Source document:
┌──

High-resolution seismic data in the Santa Barbara Channel clearly show that the Oak Ridge fault offsets shallow sediments and in places, a near sea-bottom unconformity. These data, plus recent earthquake hypocenters that align along a south-dipping structure (and which exhibit a high-angle south-dipping nodal plane), suggest that the Oak Ridge fault is an active fault and not simply an "active axial fold surface." Shaw and Suppe [1994] interpreted these deep events to represent bedding-plane slip through an active axial surface; however, the earthquakes occur between depths of 7 and 15 km, where no such bedding-planes are known to exist.
These observations of an active south-dipping Oak Ridge fault are thus inconsistent with models which infer only growth folding above low-angle thrust faults that dip north [e.g., Shaw and Suppe, 1994]. If anything, the two-dimensional model for this type of structure can be more accurately modeled as a fault-propagation fold above a steeply south-dipping fault, rather than as a fault-bend fold. Models which rely on fault-bend fold theory may very well explain the component of compressive deformation in the shallow sedimentary section, but this does imply that these models can then be extrapolated to depth, or be used to infer the geometry of deep fault structure.

└──

Material provided:
┌──

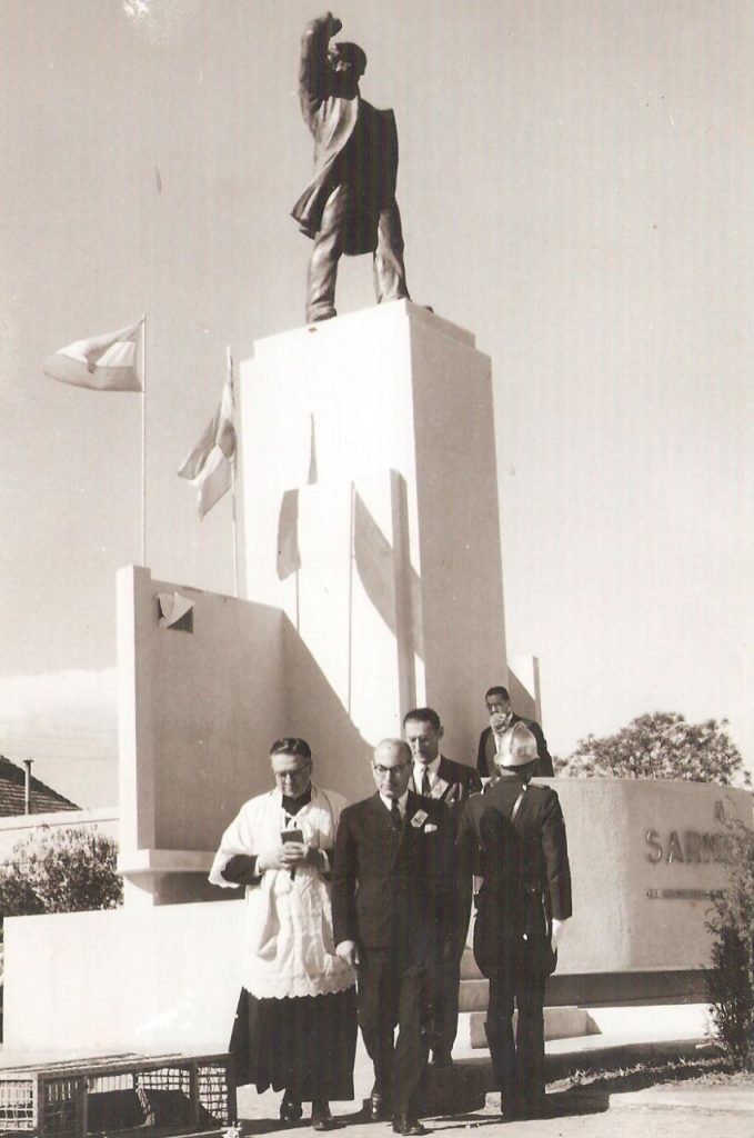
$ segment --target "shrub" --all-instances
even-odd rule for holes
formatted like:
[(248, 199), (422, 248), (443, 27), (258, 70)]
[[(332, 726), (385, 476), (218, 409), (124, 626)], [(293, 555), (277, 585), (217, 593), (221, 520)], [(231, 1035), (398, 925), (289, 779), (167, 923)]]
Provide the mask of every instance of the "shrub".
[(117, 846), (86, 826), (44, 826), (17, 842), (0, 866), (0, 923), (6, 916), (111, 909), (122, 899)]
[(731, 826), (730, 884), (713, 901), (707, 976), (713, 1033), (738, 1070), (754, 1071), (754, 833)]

└──
┌──

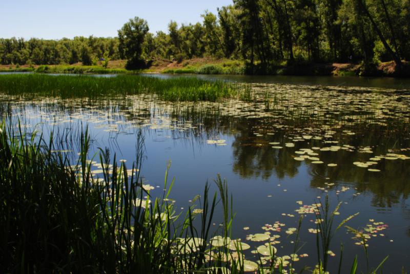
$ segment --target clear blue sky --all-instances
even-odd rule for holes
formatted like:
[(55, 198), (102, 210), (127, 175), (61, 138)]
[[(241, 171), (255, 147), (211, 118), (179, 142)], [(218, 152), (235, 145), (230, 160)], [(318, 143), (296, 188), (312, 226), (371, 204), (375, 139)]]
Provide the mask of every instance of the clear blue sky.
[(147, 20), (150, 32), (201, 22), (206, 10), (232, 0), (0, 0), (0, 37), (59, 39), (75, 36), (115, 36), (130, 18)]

└──

Assignment A: In the Oak Ridge fault text, between what depths do the earthquakes occur?
Assignment B: Continue the text about the Oak Ridge fault, starting after its last sentence.

Task answer A: Between 7 and 15 km.

Task answer B:
The reason that such models fail to adequately predict deep earth structure in the Santa Barbara Channel is because these models assume that (1) structure in the Santa Barbara Channel is 2-D, (2) that formation contacts are parallel--allowing near surface dips to be projected to depth as constant dip panels, (3) that strain is uniform and constant with time, and (4) that there is no strike-slip motion in or out of the plane of the cross section. These 2-D balanced cross section models are thus incompatible with the structure in Santa Barbara Channel because the geologic structure is inherently 3-D and exhibits considerable variation along strike, because strain--that includes a significant strike-slip component--has been partitioned between high-angle and low-angle structures, and because more recent faults and folds are strongly controlled by earlier normal-separation faults of Miocene age--which have been subsequently rotated and reactivated. The observations of an active, reverse-separation fault along the Oak Ridge trend in the Santa Barbara Channel could significantly alter the estimation of earthquake and tsunami hazards along the south coast of California.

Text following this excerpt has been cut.